Take the records below from their first line to the line with "516L433 522L439 518L424", and restate those lines word for word.

BEGIN Records supplied

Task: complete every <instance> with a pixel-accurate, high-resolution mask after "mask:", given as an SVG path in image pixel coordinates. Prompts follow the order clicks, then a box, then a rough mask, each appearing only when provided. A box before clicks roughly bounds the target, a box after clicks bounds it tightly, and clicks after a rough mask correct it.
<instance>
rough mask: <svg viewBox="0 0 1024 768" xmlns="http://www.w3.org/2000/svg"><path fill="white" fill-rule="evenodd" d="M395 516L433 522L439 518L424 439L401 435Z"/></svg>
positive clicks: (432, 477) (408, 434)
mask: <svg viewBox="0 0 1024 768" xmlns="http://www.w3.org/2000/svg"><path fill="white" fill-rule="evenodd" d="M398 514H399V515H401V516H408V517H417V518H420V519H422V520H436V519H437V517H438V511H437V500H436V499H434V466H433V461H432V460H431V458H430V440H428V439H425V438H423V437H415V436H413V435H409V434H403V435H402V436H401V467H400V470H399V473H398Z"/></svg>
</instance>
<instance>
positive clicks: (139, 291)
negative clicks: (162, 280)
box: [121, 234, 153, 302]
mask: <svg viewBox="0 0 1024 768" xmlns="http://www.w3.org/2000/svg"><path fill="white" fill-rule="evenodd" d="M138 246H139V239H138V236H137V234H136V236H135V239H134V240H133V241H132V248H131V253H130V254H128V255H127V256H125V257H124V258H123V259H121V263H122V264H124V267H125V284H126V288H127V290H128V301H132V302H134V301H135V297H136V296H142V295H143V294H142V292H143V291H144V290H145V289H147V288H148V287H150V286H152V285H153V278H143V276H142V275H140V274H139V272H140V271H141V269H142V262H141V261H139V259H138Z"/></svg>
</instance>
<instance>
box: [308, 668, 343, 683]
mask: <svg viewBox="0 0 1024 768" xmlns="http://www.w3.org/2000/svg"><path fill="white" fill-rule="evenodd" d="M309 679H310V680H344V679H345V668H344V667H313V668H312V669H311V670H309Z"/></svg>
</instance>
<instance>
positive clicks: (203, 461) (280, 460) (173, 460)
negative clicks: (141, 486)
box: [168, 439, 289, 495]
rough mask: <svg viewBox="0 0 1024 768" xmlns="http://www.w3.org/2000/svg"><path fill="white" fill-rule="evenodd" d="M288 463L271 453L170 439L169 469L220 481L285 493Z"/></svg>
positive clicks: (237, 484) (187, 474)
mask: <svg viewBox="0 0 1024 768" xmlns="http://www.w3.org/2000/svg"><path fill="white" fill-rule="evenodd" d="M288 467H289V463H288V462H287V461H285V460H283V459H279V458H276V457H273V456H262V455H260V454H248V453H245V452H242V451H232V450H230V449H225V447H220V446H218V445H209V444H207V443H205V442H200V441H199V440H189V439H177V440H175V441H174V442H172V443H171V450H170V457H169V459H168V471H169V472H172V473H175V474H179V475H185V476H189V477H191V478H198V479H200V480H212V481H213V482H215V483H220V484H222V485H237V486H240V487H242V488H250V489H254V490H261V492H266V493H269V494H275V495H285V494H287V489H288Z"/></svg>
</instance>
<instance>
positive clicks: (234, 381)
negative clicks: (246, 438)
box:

END Records supplied

*Problem solution*:
Task: complete every <instance> with a pixel-accurate, high-resolution mask after "mask:", given as an SVG path in image pixel coordinates. Prompts follow the order clicks, then a box, then a rough mask, each appearing only when provided. A box before clicks roughly bounds the target, a box after clicks bounds it tightly, and clicks after a rough mask correct it.
<instance>
rough mask: <svg viewBox="0 0 1024 768" xmlns="http://www.w3.org/2000/svg"><path fill="white" fill-rule="evenodd" d="M395 516L433 522L439 518L424 439L401 435Z"/></svg>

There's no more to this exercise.